> **Passage provided**:

Guidelines Clinical Practice Open Access
Copyright ©2009 The WJG Press and Baishideng. All rights reserved.
World J Gastroenterol. Jan 14, 2009; 15(2): 198-203
Published online Jan 14, 2009. doi: 10.3748/wjg.15.198
Mucosal blood flow measurements using laser Doppler perfusion monitoring
Dag Arne Lihaug Hoff, Hans Gregersen, Jan Gunnar Hatlebakk, Institute of Medicine, University of Bergen, NO-5021 Bergen, Norway
Dag Arne Lihaug Hoff, Jan Gunnar Hatlebakk, National Centre for Ultrasound in Gastroenterology, Department of Medicine, Haukeland University Hospital, NO-5021 Bergen, Norway
Dag Arne Lihaug Hoff, Deparment of Medicine, Aalesund Hospital, Aalesund, Norway
Hans Gregersen, Mech-Sense, Aalborg Hospital, 9000 Aalborg, Denmark
Author contributions: Hoff DAL designed the study, and wrote the review; Hatlebakk JG and Gregersen H also designed the study and performed the final read through and made corrections to the review.

> **Recorded information**:
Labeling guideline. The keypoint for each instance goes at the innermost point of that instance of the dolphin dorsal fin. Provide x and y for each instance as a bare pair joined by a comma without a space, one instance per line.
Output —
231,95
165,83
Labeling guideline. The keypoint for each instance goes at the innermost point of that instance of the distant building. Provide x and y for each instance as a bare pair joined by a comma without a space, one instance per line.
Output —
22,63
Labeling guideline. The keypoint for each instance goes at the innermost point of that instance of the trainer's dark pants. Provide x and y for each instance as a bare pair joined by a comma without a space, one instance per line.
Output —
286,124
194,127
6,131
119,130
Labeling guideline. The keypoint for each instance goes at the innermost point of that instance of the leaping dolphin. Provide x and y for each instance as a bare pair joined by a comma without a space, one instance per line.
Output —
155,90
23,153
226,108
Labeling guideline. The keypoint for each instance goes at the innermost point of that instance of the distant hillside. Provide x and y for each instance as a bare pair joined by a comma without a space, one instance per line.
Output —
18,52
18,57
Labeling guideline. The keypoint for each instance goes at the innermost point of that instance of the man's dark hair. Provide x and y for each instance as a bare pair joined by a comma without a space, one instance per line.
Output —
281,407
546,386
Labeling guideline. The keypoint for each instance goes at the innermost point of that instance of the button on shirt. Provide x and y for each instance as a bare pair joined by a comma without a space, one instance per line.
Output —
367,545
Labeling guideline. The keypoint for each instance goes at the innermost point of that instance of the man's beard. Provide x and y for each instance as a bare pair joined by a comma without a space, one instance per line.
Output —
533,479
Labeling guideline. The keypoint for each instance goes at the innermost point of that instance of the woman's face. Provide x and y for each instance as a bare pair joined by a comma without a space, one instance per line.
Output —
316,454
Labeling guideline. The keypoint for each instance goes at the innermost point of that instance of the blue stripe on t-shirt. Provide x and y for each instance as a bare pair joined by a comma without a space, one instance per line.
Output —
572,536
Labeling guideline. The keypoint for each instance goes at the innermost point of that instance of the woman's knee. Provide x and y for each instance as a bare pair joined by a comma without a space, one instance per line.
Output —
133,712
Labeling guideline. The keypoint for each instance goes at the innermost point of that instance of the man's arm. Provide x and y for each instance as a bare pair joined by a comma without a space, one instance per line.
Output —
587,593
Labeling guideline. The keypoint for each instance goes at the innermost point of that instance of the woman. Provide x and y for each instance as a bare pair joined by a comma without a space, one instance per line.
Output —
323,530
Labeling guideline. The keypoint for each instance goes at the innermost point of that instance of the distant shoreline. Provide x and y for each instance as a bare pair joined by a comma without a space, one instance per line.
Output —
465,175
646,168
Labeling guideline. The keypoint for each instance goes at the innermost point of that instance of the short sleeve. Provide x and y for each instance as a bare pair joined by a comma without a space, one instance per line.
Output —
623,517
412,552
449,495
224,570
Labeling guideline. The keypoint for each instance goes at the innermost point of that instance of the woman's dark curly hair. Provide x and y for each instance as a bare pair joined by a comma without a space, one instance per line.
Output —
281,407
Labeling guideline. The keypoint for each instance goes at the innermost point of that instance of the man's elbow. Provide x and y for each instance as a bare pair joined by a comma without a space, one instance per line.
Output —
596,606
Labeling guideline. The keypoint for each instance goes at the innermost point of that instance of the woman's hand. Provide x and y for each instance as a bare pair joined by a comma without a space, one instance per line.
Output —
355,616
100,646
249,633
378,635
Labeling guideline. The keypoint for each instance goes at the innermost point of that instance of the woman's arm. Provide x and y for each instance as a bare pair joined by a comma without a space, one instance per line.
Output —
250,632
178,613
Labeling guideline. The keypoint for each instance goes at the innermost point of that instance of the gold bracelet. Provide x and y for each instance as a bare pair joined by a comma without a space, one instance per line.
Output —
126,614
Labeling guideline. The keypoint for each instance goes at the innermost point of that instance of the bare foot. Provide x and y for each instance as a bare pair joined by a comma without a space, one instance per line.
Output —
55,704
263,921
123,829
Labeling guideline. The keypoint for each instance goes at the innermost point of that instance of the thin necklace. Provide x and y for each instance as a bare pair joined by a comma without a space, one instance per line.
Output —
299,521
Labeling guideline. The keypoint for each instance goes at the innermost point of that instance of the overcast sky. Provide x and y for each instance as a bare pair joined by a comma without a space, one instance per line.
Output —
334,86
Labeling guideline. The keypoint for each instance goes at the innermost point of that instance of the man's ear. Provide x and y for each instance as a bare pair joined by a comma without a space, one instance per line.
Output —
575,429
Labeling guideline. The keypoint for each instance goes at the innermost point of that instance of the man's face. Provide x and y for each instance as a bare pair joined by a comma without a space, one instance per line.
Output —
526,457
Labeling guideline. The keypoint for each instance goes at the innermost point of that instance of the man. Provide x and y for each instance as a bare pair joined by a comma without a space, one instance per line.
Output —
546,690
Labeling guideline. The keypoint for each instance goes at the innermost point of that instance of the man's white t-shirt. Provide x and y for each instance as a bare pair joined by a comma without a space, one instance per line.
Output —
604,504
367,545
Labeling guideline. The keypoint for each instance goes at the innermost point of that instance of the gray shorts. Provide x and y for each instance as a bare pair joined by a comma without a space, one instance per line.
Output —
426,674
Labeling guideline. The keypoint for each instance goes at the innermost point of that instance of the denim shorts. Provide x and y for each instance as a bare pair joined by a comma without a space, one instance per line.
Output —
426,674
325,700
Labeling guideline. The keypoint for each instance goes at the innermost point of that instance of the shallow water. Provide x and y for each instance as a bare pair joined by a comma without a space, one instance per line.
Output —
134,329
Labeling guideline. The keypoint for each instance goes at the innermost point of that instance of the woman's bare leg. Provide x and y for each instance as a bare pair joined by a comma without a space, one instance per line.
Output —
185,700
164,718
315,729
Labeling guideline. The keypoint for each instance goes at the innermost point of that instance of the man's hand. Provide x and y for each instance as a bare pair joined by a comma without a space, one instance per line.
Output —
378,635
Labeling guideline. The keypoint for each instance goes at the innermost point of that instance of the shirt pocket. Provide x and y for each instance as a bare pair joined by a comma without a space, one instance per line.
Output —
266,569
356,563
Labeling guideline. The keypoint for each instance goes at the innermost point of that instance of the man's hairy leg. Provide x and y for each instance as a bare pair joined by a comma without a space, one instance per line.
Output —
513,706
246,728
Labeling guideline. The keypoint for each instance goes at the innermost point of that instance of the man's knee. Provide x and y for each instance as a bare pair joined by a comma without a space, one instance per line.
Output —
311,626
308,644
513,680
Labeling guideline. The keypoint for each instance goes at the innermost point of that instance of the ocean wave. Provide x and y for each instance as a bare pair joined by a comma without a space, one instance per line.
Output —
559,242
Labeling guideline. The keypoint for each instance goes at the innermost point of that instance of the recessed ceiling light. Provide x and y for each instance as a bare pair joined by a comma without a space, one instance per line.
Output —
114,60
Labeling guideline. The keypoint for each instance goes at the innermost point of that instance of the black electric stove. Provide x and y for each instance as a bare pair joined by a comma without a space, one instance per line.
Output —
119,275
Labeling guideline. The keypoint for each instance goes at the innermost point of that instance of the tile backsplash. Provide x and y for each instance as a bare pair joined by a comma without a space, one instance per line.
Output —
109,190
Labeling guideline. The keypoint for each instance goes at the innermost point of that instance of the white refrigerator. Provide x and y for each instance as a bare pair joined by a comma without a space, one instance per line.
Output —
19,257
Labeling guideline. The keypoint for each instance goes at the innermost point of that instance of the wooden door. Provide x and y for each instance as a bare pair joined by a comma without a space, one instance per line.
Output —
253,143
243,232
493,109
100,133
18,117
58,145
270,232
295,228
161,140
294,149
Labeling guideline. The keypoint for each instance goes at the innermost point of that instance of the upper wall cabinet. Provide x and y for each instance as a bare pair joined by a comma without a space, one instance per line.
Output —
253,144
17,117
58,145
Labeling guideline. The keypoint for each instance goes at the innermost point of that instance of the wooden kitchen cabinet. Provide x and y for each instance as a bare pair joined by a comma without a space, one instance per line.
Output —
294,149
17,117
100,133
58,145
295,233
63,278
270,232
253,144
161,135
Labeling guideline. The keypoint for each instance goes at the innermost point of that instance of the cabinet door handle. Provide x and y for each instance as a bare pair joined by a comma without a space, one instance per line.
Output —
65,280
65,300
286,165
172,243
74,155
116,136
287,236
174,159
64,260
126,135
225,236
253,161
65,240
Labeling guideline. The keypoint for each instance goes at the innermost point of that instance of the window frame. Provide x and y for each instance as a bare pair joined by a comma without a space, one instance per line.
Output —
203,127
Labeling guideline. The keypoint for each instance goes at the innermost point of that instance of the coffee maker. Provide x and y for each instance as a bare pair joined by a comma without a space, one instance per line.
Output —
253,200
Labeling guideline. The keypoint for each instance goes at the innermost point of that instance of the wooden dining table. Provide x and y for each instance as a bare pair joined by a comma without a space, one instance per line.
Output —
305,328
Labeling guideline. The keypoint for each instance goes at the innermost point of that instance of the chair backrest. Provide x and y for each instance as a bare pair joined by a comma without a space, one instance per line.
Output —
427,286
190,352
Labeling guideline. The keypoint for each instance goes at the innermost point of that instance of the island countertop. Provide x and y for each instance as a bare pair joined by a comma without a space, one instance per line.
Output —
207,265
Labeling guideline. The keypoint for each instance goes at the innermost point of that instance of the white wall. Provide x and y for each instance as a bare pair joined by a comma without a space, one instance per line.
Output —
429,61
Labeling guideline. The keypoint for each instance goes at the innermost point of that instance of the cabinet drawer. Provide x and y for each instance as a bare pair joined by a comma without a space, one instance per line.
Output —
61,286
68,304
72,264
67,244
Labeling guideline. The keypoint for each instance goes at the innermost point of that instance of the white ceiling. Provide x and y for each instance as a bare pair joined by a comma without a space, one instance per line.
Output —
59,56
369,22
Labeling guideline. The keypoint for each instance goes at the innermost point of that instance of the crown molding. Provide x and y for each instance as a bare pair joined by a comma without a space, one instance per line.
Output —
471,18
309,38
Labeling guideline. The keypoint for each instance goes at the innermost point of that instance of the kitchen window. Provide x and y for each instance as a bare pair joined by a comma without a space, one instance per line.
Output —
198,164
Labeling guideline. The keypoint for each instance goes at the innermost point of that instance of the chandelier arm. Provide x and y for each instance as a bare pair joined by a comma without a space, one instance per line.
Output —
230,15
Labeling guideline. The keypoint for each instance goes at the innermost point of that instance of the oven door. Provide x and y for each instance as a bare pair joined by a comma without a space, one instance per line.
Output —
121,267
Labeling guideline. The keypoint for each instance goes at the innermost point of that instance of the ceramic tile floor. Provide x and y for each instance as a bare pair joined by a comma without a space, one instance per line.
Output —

> **Task item**:
Answer these from the article header:
1. What DOI is given for the article?
2. At which hospital is Mech-Sense located?
3. According to the author contributions, who wrote the review?

> **Response box**:
1. 10.3748/wjg.15.198
2. Aalborg Hospital, in Aalborg, Denmark.
3. Hoff DAL (Dag Arne Lihaug Hoff).